**Passage shown:**
As more and more people with autism are identified, the number of young adults with autism looking to move out, on their own, will also increase. Because autism is a spectrum disorder, each person has their own unique set of needs in order to live on their own. Some might be able to live independently with minimal support while others might need a supervised setting. There are a number of ways to live independently. The first step is to understand the different forms of housing.
Supported living - This type of housing allows for an individual to live on their own, in an apartment or house. You might live alone or have roommates. Many adults with autism still need some supports, although this might be minimal. Support can mean help with food shopping, budgeting, getting to doctor’s appointments or getting to work each day. Support can come from family members, friends or community resources. With supportive living, you should be able to take care of your daily needs, such as daily hygiene, cooking and cleaning.
Group homes - A group home is where several people (frequently anywhere from three to ten people) live in a group, residential home owned and operated by an outside agency. The home is staffed with people who can help further independent living skills, provide transportation to community activities and doctor’s appointments, plan group outings, and monitor medications. Less frequently, a home can be operated by a cooperative, which is several families with individuals with disabilities who band together to purchase (or rent) a home and employ the staff.
Assisted living facilities - These types of facilities usually have a home-like atmosphere and offer small apartments for each resident. Each person can be completely independent or can utilize support services for daily grooming and meals. Assisted living facilities do not offer complex medical care, however, some can assist with medications (depending on your state’s laws.)

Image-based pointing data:
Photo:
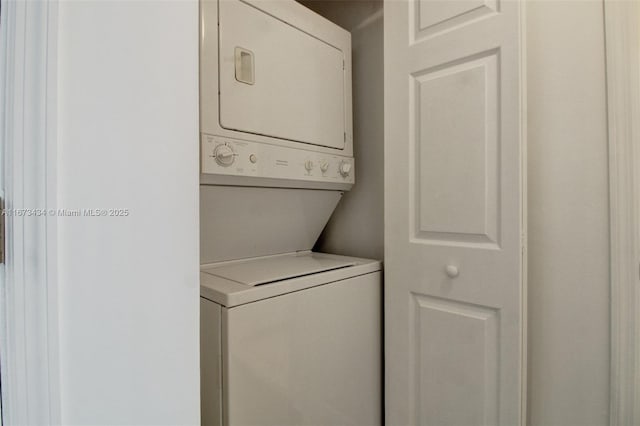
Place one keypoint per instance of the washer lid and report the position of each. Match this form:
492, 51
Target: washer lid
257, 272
* * *
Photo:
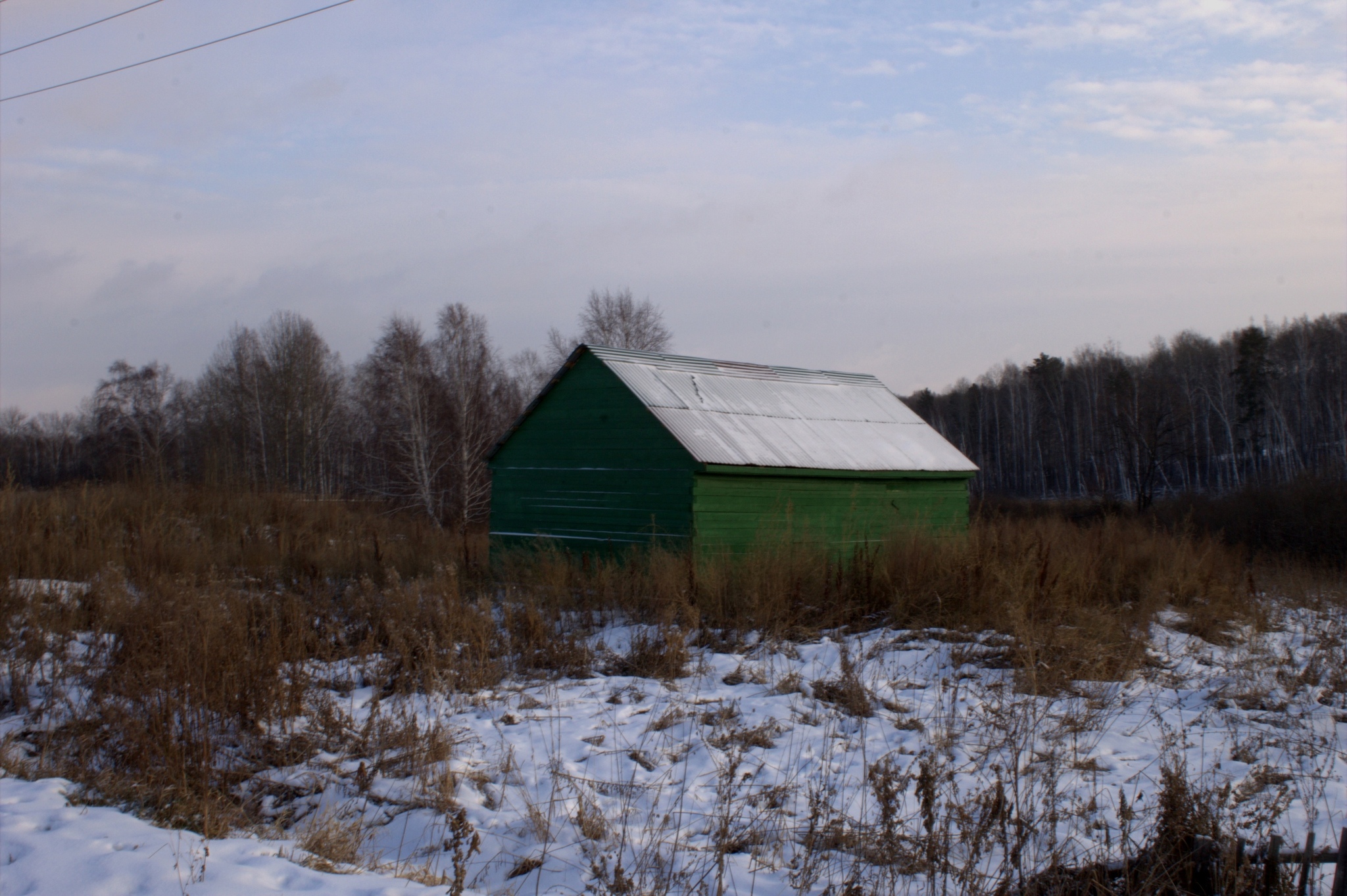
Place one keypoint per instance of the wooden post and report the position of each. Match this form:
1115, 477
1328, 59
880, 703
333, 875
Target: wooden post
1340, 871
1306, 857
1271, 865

**Explore the material:**
a) According to the housing passage, how many people often live together in a group home?
b) Copy word for word from the housing passage, starting with "Group homes - A" and going on through "employ the staff.".
The listing has nothing to do with this.

**Expected responses:**
a) Anywhere from three to ten people.

b)
Group homes - A group home is where several people (frequently anywhere from three to ten people) live in a group, residential home owned and operated by an outside agency. The home is staffed with people who can help further independent living skills, provide transportation to community activities and doctor’s appointments, plan group outings, and monitor medications. Less frequently, a home can be operated by a cooperative, which is several families with individuals with disabilities who band together to purchase (or rent) a home and employ the staff.